Referring expression data:

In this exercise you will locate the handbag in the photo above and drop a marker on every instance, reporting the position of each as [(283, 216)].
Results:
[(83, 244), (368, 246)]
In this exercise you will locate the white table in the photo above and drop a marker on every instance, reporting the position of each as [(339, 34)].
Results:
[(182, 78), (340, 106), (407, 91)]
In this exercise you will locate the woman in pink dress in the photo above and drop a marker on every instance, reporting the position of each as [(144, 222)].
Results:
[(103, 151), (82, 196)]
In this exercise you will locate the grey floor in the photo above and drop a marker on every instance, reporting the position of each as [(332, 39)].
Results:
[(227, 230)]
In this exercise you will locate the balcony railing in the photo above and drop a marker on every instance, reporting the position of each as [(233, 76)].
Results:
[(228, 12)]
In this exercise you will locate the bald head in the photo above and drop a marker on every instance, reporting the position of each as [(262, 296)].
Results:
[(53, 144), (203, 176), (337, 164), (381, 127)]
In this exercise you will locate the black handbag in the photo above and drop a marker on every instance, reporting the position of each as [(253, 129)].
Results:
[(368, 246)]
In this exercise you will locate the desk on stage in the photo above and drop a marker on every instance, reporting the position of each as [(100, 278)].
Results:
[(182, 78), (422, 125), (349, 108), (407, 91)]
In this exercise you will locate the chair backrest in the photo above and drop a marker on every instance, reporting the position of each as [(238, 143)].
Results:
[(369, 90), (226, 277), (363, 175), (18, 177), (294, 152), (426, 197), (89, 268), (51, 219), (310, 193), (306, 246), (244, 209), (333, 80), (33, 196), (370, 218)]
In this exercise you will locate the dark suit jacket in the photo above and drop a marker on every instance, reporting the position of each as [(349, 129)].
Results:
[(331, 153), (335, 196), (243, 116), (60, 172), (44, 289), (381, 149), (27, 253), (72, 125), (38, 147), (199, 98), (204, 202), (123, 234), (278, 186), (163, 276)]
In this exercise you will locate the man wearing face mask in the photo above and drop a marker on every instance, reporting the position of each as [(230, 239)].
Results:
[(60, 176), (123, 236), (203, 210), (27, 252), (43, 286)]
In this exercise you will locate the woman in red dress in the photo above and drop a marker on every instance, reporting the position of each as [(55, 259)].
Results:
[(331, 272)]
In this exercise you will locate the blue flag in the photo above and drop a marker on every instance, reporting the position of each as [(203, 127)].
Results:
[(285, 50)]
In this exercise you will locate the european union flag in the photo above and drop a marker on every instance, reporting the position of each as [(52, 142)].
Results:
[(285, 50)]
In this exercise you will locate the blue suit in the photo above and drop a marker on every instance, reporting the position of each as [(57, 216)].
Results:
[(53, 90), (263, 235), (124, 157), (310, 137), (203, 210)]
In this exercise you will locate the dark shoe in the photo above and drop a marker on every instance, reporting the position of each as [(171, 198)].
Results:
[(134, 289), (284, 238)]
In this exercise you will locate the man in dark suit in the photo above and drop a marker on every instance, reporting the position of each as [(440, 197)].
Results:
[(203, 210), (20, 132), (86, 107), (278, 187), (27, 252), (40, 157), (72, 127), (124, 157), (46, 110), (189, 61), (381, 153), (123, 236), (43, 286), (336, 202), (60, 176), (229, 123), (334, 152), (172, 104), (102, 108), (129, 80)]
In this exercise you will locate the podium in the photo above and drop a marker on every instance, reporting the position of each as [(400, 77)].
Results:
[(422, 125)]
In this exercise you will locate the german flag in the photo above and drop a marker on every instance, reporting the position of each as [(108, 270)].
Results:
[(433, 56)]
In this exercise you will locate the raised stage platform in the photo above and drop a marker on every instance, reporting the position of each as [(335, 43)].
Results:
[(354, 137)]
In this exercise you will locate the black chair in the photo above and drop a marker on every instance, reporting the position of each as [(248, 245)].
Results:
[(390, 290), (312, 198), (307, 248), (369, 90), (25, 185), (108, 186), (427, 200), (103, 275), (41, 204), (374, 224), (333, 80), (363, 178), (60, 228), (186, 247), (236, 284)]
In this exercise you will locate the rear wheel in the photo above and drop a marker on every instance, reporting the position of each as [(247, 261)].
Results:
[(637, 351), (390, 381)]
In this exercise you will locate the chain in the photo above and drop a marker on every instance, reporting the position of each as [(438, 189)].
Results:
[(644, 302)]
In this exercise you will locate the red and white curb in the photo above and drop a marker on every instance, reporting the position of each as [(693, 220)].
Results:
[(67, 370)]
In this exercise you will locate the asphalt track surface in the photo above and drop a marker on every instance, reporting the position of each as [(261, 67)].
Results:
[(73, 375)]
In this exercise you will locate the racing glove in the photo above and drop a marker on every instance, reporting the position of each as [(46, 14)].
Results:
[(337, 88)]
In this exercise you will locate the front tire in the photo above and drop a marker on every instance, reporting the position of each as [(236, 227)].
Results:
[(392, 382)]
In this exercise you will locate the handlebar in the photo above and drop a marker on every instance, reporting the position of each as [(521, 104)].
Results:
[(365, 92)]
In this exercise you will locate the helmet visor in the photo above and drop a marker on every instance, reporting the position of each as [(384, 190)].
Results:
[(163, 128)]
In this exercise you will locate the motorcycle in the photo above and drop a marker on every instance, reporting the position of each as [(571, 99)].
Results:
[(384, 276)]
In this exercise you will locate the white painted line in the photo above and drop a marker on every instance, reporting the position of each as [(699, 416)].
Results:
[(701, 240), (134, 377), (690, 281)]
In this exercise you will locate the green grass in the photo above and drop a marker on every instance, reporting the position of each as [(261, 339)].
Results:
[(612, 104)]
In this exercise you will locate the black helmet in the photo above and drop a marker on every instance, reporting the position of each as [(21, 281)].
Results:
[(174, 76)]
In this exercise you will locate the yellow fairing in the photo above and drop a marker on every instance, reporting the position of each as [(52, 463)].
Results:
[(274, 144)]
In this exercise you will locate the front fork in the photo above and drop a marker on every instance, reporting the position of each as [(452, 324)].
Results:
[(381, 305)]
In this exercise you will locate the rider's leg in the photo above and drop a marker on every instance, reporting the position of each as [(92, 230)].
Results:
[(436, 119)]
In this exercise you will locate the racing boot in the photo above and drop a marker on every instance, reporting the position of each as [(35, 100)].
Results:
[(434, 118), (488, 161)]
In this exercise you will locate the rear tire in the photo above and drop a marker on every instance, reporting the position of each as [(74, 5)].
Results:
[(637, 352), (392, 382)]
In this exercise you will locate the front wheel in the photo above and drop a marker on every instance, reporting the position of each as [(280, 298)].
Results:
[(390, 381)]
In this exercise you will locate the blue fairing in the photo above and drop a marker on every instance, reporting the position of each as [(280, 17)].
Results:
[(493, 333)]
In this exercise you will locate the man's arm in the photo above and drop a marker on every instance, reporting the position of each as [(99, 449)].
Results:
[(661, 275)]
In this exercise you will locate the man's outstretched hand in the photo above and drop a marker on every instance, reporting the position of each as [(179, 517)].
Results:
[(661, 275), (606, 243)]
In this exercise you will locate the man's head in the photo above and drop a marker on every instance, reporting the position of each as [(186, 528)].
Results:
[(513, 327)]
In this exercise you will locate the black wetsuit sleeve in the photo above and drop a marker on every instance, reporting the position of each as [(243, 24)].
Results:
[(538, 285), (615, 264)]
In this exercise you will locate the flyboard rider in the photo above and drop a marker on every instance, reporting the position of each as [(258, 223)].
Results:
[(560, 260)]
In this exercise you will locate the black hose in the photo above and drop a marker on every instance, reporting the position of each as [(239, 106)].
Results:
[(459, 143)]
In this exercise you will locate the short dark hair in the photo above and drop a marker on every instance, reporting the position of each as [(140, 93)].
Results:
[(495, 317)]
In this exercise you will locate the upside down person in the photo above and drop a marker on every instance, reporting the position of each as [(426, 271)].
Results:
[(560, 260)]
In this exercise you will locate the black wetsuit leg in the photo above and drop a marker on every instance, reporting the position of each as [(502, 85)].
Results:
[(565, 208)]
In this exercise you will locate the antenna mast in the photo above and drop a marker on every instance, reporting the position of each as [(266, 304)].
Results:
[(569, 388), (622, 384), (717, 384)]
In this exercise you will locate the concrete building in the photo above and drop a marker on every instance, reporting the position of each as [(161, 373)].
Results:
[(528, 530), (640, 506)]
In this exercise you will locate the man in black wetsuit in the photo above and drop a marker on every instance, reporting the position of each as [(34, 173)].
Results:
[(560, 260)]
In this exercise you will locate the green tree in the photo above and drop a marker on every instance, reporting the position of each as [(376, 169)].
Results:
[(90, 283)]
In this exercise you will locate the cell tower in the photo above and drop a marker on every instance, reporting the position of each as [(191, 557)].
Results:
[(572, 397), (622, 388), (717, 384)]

---

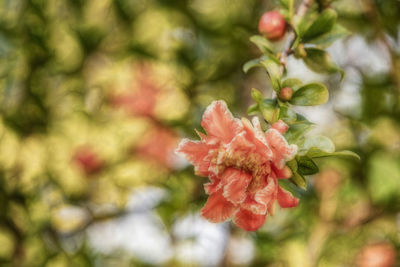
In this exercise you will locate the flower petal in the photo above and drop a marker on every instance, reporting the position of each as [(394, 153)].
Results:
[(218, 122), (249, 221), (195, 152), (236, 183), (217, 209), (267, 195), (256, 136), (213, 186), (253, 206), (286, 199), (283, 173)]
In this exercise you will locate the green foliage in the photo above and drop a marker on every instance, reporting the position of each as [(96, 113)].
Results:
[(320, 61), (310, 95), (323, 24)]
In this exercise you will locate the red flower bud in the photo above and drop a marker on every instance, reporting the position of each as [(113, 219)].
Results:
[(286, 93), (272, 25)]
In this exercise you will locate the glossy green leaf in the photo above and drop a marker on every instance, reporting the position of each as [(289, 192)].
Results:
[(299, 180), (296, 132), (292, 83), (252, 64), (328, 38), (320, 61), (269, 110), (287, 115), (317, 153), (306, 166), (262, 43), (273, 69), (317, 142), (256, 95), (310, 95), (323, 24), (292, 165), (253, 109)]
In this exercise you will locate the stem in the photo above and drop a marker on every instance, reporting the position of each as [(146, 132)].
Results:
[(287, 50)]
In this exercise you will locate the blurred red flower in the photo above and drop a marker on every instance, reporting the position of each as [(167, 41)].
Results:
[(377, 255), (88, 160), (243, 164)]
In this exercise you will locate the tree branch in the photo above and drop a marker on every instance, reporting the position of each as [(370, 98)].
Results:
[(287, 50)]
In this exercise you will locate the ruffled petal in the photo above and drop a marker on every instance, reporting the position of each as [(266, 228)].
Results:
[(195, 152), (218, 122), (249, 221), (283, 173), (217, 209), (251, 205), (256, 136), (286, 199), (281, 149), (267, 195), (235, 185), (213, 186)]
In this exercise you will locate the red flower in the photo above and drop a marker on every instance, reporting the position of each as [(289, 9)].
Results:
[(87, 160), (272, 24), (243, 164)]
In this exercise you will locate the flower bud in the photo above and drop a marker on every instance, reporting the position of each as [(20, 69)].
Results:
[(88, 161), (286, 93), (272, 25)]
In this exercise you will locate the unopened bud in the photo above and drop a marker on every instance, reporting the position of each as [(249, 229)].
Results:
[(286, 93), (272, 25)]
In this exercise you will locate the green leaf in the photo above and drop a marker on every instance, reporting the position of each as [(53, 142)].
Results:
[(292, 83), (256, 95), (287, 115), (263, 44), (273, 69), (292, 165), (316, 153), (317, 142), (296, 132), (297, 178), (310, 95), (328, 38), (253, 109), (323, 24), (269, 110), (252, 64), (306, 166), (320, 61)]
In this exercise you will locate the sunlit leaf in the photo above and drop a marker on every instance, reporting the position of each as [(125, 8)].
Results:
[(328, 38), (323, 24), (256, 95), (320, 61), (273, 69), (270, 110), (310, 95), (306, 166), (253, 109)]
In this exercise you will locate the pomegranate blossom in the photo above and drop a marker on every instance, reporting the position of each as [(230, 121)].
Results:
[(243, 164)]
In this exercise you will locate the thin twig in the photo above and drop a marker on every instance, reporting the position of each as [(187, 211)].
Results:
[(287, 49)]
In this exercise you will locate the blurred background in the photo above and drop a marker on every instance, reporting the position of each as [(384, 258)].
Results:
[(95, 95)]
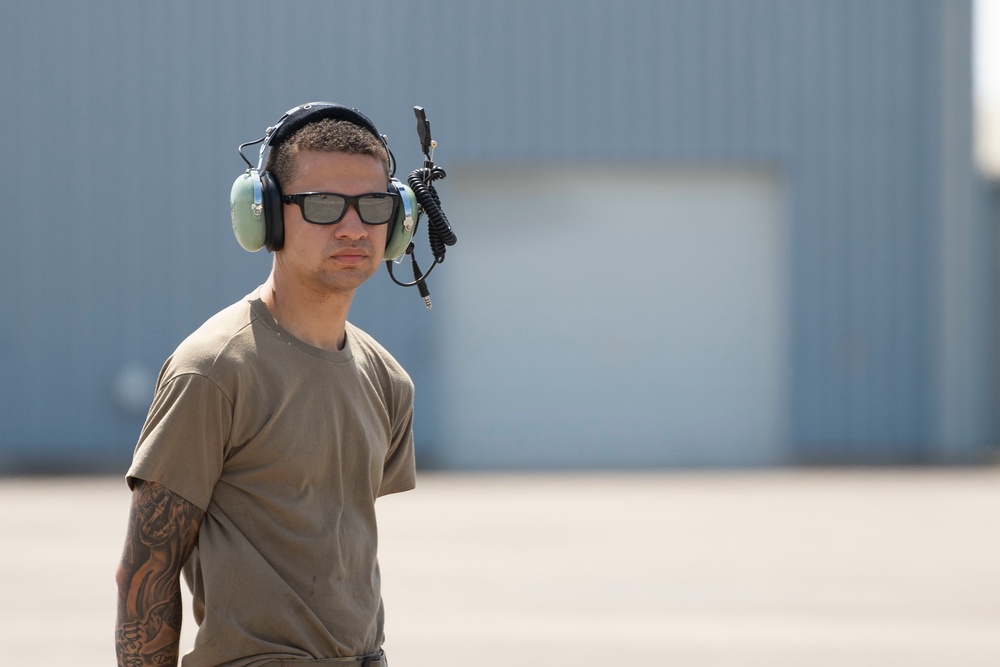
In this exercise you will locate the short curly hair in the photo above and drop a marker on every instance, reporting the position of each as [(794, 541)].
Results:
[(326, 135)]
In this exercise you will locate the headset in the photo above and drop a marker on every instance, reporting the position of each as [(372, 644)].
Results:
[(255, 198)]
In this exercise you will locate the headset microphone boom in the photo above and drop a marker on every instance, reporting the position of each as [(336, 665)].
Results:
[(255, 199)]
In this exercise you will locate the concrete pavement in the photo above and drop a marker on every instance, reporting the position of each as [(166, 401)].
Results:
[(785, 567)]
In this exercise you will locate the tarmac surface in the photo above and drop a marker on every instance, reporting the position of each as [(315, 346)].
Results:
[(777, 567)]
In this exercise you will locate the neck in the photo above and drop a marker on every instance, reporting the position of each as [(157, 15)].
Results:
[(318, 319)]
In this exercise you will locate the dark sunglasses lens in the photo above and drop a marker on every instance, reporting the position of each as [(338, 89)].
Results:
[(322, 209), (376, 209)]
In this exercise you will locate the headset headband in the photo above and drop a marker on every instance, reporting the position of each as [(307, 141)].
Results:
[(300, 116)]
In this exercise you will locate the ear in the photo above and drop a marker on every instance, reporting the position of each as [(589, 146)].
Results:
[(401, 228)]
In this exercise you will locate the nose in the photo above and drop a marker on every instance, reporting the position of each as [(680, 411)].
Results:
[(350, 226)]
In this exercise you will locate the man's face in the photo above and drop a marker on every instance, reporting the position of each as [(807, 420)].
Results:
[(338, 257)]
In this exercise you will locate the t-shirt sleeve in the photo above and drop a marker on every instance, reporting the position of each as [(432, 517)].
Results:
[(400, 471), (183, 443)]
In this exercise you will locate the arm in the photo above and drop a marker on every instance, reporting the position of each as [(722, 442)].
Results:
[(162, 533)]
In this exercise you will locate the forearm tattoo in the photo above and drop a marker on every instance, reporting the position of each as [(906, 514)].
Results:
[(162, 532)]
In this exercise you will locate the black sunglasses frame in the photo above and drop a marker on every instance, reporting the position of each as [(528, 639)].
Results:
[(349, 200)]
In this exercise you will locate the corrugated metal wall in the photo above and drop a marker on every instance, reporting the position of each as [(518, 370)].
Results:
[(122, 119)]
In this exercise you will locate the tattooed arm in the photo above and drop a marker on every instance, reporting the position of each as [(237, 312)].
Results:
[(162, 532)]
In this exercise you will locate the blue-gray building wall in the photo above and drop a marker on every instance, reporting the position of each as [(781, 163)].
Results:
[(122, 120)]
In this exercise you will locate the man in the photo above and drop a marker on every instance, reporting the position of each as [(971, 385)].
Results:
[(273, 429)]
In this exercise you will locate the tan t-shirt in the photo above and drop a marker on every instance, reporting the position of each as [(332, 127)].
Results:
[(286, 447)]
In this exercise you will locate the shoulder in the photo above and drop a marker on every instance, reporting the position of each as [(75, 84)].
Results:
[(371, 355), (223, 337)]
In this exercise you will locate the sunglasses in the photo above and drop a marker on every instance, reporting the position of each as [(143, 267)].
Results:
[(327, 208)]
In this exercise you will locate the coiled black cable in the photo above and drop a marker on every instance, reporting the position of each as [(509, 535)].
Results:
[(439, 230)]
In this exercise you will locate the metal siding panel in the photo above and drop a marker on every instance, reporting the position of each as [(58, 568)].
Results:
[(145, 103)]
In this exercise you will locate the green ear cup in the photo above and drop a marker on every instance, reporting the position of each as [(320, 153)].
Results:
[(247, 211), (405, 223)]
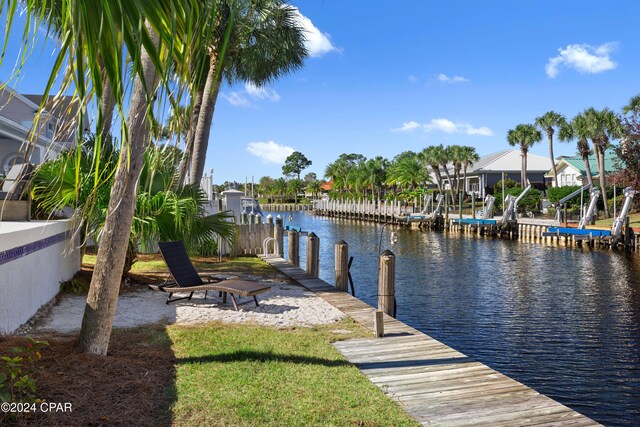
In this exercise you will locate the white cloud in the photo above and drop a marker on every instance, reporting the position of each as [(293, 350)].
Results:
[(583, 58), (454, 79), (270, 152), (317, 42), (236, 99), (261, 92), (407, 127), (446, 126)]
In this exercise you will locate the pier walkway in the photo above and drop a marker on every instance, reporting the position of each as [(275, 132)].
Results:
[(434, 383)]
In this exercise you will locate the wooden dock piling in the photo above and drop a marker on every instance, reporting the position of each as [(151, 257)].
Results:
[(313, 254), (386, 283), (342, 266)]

*TASK REQUIREMENTS:*
From the entries above, return each line with the word "sleeve" in it.

*ANSWER BOX:*
In this exercise you will locate the black wetsuit sleeve in the photo above and drop a marker on every instance, reporting the position of each as [(243, 24)].
In this exercise you will locate the t-shirt sleeve in the photo above and drop a marker on every instance, reporting the position of each as [(432, 517)].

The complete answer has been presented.